■ Stated exercise
Skip the pictures. Repeat everything else in the records word for word.

■ Available records
##############################

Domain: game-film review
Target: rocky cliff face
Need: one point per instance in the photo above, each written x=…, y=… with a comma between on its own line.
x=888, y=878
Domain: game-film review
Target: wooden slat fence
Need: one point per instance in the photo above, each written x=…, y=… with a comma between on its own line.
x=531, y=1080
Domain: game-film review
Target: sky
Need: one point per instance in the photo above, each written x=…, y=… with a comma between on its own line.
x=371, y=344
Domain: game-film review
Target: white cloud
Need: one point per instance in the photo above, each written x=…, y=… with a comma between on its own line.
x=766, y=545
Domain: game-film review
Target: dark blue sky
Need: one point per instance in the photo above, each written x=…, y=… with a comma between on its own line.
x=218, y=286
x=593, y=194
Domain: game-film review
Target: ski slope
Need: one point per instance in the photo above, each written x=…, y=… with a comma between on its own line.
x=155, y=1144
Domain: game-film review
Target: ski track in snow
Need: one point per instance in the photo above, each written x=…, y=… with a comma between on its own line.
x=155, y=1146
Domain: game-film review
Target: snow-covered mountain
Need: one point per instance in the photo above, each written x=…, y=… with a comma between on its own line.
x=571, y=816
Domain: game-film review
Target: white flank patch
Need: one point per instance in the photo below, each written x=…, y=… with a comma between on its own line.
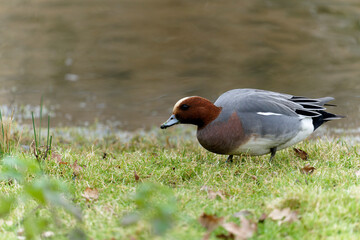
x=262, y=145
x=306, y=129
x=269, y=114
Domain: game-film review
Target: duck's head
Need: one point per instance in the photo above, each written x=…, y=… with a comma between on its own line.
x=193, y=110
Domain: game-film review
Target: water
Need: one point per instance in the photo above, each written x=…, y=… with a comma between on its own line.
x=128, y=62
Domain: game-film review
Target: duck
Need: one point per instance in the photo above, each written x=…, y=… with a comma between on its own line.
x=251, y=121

##############################

■ Exercise solution
Domain: game-film review
Target: rocky cliff face
Need: one point per instance in the photo above, each written x=…, y=… with a comma between on its own line.
x=888, y=878
Domain: game-film review
Target: wooden slat fence
Need: one point per instance in the photo above, each written x=…, y=… with a comma between on its own line.
x=531, y=1080
Domain: game-film review
Target: sky
Need: one point per instance in the photo above, each written x=…, y=… with a comma between on its own line.
x=371, y=344
Domain: game-film review
Target: white cloud
Need: one point per instance in the photo above, each written x=…, y=… with a comma between on its own line.
x=766, y=545
Domain: game-film review
Target: dark blue sky
Need: one point per instance in the photo above, each written x=…, y=… with a comma between on its own line.
x=218, y=286
x=593, y=194
Domain: game-film review
Target: ski slope
Need: one point per instance in the photo above, each written x=…, y=… with a comma between on its own line.
x=155, y=1144
Domain: game-film review
Target: ski track in snow
Need: one point per instance in the photo above, each written x=…, y=… with a comma between on its own line.
x=155, y=1146
Domain: game-film review
Target: snow-covered mountain
Need: one point per instance in the photo above, each written x=…, y=… with a comma between on its own line.
x=571, y=816
Domain: game-film review
Target: white flank patch
Need: one point per instance in the photo below, each written x=…, y=… with a comma between on its own line.
x=262, y=145
x=306, y=129
x=269, y=114
Domain: game-film review
Target: duck's head
Need: one point per instance in the photo above, each written x=…, y=… with a comma between on its own line.
x=193, y=110
Domain: game-film review
Target: water
Need: one point per instance in the photo above, each written x=…, y=… with a comma between on its own line.
x=128, y=62
Domain: game-film review
Target: duck
Need: one point per instance in the photo above, each written x=…, y=… with a comma between on its own line.
x=251, y=121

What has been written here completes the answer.